▶ [TASK DETAILS]: Rewrite the listing below with every "Query" switched to "Label", leaving everything else unchanged.

━━━━━━

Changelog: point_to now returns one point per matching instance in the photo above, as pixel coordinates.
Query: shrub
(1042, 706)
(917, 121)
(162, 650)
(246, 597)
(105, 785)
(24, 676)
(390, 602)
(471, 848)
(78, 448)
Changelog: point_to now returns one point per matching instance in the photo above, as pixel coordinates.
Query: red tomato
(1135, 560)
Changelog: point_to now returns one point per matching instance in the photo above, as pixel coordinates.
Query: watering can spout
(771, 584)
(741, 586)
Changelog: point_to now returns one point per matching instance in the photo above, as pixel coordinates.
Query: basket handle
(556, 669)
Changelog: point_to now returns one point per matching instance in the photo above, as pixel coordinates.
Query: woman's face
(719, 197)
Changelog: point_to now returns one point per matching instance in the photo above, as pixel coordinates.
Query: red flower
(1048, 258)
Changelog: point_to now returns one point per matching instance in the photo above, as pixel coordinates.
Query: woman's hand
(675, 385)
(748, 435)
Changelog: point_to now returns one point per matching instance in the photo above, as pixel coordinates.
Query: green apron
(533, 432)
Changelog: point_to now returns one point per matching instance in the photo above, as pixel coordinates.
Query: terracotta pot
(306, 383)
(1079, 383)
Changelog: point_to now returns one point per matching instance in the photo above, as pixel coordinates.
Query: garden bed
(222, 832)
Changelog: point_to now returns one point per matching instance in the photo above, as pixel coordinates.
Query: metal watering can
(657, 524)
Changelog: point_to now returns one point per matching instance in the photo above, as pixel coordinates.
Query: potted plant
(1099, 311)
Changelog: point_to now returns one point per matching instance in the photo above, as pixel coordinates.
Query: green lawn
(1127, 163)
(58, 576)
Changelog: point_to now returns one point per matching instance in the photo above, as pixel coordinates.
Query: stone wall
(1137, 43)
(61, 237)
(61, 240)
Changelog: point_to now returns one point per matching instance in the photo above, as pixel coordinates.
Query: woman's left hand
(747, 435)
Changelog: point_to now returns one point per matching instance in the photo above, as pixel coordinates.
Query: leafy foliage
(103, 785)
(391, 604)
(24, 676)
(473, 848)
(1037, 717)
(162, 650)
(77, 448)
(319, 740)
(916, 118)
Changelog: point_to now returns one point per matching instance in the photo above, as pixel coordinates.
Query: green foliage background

━━━━━━

▶ [WORKED ANSWER]:
Changelog: point_to now returns one point per matching instance in the photo above, as pixel coordinates.
Label: shrub
(1042, 706)
(917, 121)
(162, 650)
(246, 597)
(105, 785)
(24, 676)
(390, 602)
(471, 848)
(78, 448)
Changelog: point_to now returns one point per matching instance in the photo above, as pixel coordinates.
Label: red tomato
(1135, 560)
Changelog: point_to now returns one point per matching instance in the photo above, as pixel coordinates.
Label: watering can spout
(771, 584)
(741, 586)
Changelog: point_to now returns one point per matching instance in the photo above, as pixel coordinates.
Label: basket handle
(556, 669)
Changelog: point_to now returns one point per matching instance in the photo above, as pixel coordinates.
Label: woman's face
(719, 197)
Changelog: point_to now returns one point per matching instance in the photo above, as pixel coordinates.
Label: red flower
(1048, 258)
Changelog: point_to now returns one point per matching instance in the photo above, as pixel coordinates.
Label: woman's hand
(675, 385)
(748, 435)
Changelog: point_to now returns one point per matching instance in the photo above, as pixel coordinates.
Label: green apron
(533, 432)
Changelog: point_to now returns one point per matching instance in the photo above, as pixel coordinates.
Label: terracotta pot
(306, 383)
(1079, 383)
Changelog: point_to now returns one point per matching instance in the photo above, as pixel coordinates.
Label: garden bed
(222, 832)
Changelog: point_to now returns one point per matching instance in the photo above, as pixel coordinates.
Label: metal watering can
(657, 524)
Changelog: point_to now returns one point per matching instance in the photo above, as pixel coordinates.
Label: potted plant
(1099, 311)
Changelog: point_to now returns one point per matching instance in the photo above, as pixel coordinates.
Label: green lawn
(1127, 163)
(58, 576)
Changelog: point_to now returns one point per matching instance in the photo above, as pixel coordinates.
Label: stone wall
(1137, 43)
(61, 237)
(61, 240)
Changelog: point_to now returns one point per matching instance in the photo above, as pixel coordinates.
Label: woman's left hand
(747, 435)
Changelog: point_to now returns one point per matching instance in the photo above, as pixel coordinates.
Label: leafy foliage
(103, 785)
(391, 604)
(24, 676)
(473, 848)
(1037, 717)
(162, 650)
(77, 448)
(319, 740)
(916, 118)
Changelog: point_to now returns one point per matching instance in the photo above, as pixel coordinates.
Label: green foliage background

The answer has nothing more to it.